[Stored entries]
▽

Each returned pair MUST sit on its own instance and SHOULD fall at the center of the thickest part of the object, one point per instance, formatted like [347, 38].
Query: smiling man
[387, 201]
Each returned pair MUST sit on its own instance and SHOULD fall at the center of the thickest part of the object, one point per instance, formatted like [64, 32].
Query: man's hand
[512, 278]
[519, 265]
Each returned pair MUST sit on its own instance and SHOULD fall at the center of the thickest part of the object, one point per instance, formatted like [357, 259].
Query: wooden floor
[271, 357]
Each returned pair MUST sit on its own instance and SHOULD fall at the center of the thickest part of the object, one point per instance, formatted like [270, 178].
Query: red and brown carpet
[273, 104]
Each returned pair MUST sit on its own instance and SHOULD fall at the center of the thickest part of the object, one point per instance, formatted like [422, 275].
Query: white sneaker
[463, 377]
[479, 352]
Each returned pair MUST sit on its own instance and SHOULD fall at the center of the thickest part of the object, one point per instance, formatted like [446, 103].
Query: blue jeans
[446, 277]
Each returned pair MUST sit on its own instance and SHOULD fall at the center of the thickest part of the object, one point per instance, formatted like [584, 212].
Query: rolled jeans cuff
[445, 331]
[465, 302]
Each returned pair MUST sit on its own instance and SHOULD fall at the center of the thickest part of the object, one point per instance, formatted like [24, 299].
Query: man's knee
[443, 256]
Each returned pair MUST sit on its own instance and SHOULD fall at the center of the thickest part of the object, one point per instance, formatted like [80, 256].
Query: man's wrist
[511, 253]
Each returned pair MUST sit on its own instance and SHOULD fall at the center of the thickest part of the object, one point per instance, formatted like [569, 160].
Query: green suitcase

△

**Task statement**
Give back the whole listing exactly as it reads.

**Full solution**
Each returned pair MUST sit on its own instance and SHOULD fall at the center of the thickest part of the object, one point per instance, formatted like [347, 38].
Query: smiling man
[387, 201]
Each returned pair MUST sit on its own instance and SHOULD fall at the center of the thickest part of the object, one point per instance, formatted like [64, 32].
Query: man's hand
[512, 278]
[519, 265]
Each returned pair MUST sit on its own instance and SHOULD fall at the center of the thickest part of the object, one point per instance, formatted like [357, 259].
Query: wooden floor
[271, 357]
Each returned pair MUST sit on its own instance and SHOULD fall at the center of the thickest part of the object, one point per instance, formatted like [270, 178].
Query: red and brown carpet
[273, 104]
Each returned pair MUST sit on its own instance and SHOULD fall at the center of the thickest part of the object, one point per instance, formatted like [422, 275].
Query: white sneaker
[463, 377]
[479, 352]
Each returned pair MUST sit on its own instance and SHOULD fall at the center of the thickest part of the object, one point per instance, formatted like [446, 103].
Query: blue jeans
[446, 277]
Each returned pair MUST sit on its own instance and SHOULD fall at the center of the thickest part of the object, one point per instance, formatted like [584, 212].
Query: rolled jeans cuff
[445, 331]
[465, 302]
Each returned pair MUST sit on its own instance and SHOULD fall at the center of the thickest part of the object, one point per instance, formatted like [24, 299].
Query: man's knee
[443, 256]
Each returned pair MUST sit on its own instance and SHOULD fall at the center of the thickest part of the object, one point per instance, formatted like [80, 256].
Query: man's wrist
[511, 253]
Each returned pair MUST sit on its own instance and SHOULD fall at the center of the thickest part of the object, one point per instance, formatted like [569, 160].
Query: green suitcase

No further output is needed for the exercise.